__TEXT FOR ANALYSIS__.
*** Block opens ***

Scalar Multiple of Convergent Net in Topological Vector Space is Convergent
Theorem
Let $K$ be a topological field.
Let $X$ be a topological vector space over $K$.
Let $\struct {\Lambda, \preceq}$ be a directed set.
Let $x \in X$ and $\mu \in K$.
Let $\family {x_\lambda}_{\lambda \in \Lambda}$ be a net converging to $x$.
Then $\family {\mu x_\lambda}_{\lambda \in \Lambda}$ converges to $\mu x$.
Proof
For ease of reading, let $\succeq$ be the inverse relation of $\preceq$.
First consider the case $\mu = 0_K$.
Then $\mu x_n = {\mathbf 0}_X$ for each $n \in \N$.
From Constant Net is Convergent, we have that $\mu x_\lambda$ converges to ${\mathbf 0}_X$.
So $\sequence {\lambda x_n}_{n \in \N}$ converges to $\mu x$ for $\mu = 0_K$.
Now take $\mu \ne 0_K$.

*** Block closes ***

__WHAT IS NEEDED__. Please carry on the proof about a scalar multiple of a convergent net from the point where it stops. The material placed after this proof has no part in what is asked.

__THE DATA__.
*** Block opens ***

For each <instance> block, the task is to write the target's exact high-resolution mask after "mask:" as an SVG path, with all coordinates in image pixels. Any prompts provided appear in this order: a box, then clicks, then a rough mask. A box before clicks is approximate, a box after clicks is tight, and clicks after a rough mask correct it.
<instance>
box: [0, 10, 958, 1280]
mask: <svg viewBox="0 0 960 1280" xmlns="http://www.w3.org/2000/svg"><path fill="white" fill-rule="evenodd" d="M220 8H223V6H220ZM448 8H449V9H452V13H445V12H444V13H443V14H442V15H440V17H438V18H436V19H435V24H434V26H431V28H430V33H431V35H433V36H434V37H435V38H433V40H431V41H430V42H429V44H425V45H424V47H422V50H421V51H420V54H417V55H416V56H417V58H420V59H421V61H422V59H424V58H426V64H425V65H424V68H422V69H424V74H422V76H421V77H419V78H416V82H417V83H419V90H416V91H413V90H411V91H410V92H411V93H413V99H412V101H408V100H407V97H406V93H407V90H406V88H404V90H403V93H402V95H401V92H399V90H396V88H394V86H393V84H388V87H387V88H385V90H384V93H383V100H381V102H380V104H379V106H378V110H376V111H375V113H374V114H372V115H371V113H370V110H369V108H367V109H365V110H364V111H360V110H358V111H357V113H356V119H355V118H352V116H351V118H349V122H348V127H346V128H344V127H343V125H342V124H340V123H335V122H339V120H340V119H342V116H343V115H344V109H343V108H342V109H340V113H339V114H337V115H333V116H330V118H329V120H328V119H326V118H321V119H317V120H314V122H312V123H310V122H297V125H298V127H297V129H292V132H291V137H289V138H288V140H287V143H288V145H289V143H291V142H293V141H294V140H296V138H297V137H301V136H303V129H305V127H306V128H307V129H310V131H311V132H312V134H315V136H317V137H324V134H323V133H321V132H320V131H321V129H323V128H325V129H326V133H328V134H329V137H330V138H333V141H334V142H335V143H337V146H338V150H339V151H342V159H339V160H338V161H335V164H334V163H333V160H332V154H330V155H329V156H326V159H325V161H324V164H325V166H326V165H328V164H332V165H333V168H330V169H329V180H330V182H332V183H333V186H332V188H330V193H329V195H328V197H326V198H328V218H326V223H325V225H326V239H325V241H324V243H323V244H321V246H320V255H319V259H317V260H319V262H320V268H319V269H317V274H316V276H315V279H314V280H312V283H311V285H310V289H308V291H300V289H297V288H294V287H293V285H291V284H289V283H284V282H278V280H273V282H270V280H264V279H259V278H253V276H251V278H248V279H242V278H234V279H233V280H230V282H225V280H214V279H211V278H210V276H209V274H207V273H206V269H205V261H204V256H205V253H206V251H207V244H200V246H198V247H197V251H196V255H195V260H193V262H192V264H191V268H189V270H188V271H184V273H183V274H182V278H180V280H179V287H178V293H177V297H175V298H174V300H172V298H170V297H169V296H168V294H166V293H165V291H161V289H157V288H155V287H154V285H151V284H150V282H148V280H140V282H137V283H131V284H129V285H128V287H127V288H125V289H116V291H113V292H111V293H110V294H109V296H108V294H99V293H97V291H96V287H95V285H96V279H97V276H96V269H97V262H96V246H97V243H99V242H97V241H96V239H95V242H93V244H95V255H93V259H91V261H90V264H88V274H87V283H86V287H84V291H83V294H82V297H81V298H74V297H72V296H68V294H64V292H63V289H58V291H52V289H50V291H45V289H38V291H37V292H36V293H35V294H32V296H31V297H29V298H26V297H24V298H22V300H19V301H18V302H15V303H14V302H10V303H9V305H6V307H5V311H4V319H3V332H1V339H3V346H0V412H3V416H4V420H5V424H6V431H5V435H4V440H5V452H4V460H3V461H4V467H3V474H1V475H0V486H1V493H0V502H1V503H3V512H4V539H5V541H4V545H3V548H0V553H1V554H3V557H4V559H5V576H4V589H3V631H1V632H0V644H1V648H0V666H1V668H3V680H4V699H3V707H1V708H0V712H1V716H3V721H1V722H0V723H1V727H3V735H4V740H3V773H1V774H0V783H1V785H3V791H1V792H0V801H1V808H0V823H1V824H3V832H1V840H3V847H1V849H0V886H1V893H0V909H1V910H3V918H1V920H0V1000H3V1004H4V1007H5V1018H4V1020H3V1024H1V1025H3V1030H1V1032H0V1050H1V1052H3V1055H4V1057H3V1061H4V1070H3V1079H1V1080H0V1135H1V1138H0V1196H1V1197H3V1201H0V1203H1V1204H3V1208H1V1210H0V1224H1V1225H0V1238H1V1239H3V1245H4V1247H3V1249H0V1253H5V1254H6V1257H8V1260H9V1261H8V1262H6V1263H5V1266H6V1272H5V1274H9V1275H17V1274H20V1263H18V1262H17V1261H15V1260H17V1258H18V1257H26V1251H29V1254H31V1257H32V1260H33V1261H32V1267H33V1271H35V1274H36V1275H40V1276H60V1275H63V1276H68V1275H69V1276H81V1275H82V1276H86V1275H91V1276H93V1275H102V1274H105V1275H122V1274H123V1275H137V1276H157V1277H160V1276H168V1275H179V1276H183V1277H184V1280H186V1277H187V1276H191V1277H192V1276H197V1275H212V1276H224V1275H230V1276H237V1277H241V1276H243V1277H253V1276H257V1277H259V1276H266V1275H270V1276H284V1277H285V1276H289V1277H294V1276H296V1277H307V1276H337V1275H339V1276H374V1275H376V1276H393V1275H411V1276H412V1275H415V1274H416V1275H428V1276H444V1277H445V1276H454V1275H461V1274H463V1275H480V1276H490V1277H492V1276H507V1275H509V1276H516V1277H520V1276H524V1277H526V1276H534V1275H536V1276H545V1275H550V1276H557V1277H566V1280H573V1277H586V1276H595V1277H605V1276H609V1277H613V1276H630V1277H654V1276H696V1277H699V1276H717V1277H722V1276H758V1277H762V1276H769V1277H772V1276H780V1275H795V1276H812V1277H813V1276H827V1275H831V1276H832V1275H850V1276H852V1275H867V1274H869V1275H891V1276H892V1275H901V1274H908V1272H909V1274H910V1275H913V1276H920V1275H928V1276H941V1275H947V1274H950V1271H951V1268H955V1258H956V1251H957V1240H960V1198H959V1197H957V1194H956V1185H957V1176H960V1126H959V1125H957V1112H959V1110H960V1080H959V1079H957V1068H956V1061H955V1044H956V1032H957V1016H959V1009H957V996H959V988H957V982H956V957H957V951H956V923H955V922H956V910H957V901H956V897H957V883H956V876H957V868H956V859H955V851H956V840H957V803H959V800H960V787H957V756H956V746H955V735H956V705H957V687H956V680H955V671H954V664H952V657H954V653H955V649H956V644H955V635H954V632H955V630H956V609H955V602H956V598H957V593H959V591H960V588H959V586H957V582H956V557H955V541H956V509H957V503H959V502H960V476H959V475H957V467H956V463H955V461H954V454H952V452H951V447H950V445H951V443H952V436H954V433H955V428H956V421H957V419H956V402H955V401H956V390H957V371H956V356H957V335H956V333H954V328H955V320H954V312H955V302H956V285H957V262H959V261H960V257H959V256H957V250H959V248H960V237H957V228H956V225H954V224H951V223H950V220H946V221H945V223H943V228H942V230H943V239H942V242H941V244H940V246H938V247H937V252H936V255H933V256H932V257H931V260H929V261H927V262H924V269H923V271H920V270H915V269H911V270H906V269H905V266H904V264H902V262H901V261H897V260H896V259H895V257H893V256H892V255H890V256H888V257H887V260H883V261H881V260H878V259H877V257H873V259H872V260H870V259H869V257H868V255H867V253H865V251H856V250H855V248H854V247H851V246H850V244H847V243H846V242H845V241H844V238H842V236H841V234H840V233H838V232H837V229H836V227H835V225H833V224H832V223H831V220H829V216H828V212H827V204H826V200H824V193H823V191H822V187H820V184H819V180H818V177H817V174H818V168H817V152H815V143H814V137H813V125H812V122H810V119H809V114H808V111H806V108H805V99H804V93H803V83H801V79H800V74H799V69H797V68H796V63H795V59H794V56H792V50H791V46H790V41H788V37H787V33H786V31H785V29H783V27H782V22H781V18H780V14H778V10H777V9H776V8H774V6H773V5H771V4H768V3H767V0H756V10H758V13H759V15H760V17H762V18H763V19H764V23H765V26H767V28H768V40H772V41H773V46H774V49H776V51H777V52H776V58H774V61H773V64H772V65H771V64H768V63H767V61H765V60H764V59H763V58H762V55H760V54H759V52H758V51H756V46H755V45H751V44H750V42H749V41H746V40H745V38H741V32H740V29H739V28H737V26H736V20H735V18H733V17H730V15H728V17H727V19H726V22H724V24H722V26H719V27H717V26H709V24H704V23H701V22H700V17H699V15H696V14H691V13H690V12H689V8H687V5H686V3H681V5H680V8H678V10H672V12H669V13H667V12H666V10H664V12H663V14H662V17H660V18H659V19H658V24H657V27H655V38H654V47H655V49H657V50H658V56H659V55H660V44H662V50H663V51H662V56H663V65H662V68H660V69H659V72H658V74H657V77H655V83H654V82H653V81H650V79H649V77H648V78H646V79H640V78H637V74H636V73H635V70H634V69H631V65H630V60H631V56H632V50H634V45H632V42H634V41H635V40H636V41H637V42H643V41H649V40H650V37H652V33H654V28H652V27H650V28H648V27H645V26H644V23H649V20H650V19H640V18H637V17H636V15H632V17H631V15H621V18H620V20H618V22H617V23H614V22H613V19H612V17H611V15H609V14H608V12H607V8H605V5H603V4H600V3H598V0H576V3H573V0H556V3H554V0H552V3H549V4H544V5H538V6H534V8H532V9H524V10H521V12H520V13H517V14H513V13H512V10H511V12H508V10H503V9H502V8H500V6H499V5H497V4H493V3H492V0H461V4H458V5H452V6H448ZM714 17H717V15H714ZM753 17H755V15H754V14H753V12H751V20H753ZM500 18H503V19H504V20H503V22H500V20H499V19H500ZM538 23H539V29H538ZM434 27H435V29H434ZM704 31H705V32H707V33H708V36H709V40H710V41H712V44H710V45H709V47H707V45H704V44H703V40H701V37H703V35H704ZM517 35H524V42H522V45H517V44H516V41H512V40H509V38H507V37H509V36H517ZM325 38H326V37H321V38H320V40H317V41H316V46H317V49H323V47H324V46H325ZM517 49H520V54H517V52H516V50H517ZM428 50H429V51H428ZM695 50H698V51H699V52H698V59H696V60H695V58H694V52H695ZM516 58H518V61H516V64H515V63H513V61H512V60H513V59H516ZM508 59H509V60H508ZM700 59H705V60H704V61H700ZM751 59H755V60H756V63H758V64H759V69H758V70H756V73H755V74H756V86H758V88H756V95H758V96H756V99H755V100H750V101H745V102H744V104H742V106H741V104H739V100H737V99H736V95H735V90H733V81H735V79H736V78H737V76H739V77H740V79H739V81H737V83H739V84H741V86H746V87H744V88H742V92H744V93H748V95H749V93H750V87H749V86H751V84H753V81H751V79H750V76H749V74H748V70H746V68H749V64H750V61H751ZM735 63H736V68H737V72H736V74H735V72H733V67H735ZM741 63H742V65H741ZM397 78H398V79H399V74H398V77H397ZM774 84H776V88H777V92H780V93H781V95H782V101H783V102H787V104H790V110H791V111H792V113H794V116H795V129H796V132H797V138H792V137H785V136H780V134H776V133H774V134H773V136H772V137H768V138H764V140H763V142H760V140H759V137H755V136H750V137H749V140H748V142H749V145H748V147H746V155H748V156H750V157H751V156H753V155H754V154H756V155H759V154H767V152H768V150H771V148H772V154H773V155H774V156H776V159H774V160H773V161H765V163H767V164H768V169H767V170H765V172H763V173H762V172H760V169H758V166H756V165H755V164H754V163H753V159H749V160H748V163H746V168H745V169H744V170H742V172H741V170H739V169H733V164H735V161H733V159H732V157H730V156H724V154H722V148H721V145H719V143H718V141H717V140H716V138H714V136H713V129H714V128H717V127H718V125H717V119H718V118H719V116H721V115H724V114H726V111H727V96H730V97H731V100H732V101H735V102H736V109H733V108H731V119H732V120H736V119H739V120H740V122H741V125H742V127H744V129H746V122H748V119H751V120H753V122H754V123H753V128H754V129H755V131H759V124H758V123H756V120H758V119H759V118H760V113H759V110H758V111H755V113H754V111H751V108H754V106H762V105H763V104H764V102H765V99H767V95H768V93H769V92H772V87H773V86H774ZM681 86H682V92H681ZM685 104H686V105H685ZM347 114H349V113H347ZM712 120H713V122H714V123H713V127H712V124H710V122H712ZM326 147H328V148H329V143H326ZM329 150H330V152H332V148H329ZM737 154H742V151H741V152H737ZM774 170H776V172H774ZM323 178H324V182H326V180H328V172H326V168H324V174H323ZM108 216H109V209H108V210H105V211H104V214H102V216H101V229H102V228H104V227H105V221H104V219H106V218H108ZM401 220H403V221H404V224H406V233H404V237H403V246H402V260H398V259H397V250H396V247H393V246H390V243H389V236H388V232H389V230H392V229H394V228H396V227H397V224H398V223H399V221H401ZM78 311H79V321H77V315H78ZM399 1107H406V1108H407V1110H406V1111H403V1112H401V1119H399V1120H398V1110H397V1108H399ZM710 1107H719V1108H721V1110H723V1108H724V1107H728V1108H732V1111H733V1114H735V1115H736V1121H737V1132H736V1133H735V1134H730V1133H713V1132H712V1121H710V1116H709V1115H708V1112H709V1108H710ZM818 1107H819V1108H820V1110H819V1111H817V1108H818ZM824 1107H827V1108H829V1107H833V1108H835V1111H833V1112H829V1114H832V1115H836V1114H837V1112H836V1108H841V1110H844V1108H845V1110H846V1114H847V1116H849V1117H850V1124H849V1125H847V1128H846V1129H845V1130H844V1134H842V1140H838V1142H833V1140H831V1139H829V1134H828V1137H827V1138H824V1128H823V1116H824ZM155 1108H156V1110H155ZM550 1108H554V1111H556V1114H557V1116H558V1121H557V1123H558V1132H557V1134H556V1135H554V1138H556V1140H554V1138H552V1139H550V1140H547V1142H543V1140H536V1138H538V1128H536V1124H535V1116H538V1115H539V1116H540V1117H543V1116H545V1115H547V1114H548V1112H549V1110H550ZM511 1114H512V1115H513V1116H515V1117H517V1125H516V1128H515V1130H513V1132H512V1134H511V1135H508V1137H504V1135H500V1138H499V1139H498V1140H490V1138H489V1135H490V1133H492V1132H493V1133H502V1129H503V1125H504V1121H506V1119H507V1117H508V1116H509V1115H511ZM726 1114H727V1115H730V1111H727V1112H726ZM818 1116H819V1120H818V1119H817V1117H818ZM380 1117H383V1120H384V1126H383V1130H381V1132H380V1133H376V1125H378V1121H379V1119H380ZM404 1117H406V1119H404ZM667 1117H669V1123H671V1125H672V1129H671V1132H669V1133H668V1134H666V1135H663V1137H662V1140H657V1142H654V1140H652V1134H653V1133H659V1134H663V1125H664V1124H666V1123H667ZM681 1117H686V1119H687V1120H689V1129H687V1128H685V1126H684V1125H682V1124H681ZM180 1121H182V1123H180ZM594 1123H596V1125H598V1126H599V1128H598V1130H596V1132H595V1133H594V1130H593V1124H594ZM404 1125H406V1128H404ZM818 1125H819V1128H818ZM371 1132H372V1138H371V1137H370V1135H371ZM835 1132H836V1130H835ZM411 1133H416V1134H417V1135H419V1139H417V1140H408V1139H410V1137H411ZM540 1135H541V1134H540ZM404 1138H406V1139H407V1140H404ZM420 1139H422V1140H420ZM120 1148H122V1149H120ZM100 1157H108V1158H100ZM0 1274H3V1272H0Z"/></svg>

*** Block closes ***

__TASK OUTPUT__.
Let $U$ be an open neighborhood of $\mu x$.
From Dilation of Open Set in Topological Vector Space is Open, $\mu^{-1} U$ is an open neighborhood of $x$.
Since $\sequence {x_n}_{n \in \N}$ converges, there exists $\lambda_0 \in \Lambda$ such that:
- $x_n \in \mu^{-1} U$ for $\lambda \succeq \lambda_0$.
Then, we have:
- $\mu x_n \in U$ for $\lambda \succeq \lambda_0$.
Since $U$ was an arbitrary open neighborhood of $\mu x$, we have that $\sequence {\mu x_\lambda}_{\lambda \in \Lambda}$ converges to $\mu x$ as required.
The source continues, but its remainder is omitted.